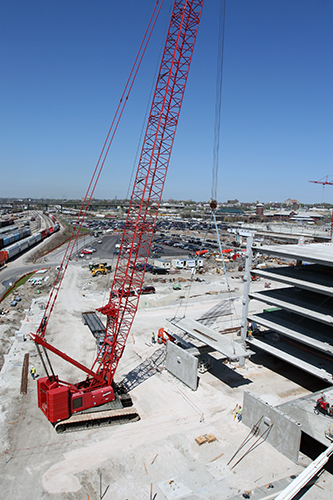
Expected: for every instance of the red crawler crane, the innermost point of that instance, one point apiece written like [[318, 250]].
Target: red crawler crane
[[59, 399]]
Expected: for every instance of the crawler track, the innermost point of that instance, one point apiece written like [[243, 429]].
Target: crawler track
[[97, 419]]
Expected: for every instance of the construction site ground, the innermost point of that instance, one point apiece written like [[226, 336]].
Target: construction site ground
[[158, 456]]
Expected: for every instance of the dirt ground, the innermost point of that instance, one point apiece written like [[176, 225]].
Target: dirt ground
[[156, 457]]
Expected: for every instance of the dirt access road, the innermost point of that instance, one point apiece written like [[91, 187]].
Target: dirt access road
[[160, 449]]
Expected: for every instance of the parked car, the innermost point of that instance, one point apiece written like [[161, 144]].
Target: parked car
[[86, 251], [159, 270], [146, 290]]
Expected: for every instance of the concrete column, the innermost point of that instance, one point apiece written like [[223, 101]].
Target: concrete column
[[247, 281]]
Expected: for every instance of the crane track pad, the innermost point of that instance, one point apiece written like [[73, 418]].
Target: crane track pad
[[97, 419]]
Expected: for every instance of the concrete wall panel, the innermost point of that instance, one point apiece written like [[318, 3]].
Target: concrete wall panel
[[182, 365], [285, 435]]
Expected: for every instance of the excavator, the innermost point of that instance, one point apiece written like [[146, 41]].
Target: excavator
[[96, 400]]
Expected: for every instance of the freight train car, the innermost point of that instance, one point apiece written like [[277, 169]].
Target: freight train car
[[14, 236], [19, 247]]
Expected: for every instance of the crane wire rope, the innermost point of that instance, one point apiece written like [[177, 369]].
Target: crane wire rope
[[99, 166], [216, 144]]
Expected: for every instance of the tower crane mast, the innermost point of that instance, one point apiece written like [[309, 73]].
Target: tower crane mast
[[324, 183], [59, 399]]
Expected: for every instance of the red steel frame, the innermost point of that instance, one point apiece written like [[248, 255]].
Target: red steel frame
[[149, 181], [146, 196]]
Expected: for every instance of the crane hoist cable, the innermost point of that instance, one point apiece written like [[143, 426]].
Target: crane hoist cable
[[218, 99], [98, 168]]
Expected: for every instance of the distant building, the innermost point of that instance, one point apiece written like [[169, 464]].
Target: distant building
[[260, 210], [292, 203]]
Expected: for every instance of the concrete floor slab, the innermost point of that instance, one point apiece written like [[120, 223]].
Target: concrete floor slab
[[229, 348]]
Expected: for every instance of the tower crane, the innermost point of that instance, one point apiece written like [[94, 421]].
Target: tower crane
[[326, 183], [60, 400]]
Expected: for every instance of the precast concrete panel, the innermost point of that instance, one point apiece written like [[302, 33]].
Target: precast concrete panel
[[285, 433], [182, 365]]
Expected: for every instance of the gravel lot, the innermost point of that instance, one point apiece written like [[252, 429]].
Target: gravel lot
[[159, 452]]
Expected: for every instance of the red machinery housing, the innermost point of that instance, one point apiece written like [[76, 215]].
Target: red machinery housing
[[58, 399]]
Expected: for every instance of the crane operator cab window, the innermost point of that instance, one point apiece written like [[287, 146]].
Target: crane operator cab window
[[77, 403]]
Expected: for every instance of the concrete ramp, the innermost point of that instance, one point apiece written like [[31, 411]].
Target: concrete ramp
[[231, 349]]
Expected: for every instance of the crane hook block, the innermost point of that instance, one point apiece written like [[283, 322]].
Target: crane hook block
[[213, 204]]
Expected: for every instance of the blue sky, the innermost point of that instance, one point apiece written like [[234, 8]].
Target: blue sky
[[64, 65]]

◆ ◆ ◆ ◆ ◆

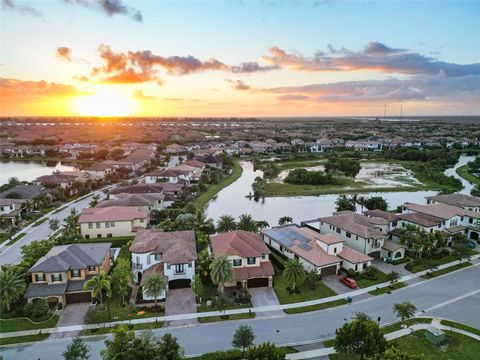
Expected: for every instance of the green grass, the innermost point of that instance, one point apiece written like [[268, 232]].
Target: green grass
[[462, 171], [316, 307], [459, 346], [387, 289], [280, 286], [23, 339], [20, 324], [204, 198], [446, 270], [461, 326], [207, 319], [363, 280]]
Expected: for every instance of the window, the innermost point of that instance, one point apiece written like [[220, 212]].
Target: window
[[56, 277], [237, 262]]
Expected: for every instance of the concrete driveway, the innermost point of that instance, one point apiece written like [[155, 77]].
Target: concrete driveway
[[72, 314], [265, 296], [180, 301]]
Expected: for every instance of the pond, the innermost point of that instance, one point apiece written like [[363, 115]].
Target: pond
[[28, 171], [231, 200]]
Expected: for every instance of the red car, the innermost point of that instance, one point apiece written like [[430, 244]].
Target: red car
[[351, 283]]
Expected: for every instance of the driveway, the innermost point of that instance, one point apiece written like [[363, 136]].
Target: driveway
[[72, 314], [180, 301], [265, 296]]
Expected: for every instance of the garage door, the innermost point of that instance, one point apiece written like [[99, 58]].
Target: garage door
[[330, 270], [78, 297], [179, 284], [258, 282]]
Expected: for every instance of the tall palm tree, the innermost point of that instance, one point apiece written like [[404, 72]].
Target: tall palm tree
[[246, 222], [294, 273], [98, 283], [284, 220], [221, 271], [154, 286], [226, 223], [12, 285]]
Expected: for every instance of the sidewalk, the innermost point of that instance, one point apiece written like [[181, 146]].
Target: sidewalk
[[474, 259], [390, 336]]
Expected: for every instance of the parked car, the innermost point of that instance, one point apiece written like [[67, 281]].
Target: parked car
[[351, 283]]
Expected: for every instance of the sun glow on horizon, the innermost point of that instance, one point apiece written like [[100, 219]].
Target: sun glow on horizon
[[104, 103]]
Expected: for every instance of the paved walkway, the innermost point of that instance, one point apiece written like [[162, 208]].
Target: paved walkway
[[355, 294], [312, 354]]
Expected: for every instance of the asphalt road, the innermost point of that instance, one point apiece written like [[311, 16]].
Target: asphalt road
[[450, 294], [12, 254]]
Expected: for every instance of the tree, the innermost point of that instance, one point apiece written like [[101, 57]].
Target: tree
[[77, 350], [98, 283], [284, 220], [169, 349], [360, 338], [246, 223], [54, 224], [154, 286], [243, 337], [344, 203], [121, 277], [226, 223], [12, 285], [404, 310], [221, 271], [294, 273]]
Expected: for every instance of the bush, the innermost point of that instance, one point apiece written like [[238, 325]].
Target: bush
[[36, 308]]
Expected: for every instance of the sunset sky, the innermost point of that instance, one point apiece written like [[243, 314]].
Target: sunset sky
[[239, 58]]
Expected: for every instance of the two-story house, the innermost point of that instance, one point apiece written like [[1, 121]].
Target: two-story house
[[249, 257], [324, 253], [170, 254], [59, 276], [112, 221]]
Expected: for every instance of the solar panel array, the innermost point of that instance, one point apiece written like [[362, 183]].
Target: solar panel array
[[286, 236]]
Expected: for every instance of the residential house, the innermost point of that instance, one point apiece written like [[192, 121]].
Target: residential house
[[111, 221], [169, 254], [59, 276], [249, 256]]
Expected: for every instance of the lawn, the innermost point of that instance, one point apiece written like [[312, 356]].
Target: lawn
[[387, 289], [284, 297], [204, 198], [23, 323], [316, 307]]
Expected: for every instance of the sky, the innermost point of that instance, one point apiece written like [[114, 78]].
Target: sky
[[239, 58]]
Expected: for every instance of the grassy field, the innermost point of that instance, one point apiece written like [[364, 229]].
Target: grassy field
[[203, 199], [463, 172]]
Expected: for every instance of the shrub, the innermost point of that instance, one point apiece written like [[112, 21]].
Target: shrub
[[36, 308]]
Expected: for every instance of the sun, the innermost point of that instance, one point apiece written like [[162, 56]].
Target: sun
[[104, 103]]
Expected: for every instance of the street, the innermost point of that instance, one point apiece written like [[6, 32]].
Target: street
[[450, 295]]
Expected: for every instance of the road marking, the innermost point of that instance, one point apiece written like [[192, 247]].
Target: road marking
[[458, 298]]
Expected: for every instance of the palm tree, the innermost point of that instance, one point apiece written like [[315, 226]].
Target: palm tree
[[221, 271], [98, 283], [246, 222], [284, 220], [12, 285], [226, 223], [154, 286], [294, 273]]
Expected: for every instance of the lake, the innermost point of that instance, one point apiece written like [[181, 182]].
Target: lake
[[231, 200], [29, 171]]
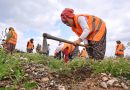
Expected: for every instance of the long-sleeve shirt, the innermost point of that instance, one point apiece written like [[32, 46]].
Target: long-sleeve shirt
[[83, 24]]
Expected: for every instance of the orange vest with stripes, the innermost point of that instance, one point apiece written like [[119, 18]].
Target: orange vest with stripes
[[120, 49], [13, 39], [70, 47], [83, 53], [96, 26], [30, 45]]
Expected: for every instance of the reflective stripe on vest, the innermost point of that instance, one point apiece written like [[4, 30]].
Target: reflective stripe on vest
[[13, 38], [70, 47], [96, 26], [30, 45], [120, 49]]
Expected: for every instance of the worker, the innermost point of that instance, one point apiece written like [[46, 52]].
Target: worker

◆ ◆ ◆ ◆ ◆

▶ [Exercise goal]: Print the part of the entries that opens with the line containing "Expected: for every instance of the worker, the" and closes with the line containing "Target: worker", reproducing each line exactly.

▶ [Final result]:
Expected: for every instance of the worker, the innermost point of that instance, one point apiece written like [[46, 52]].
Target: worker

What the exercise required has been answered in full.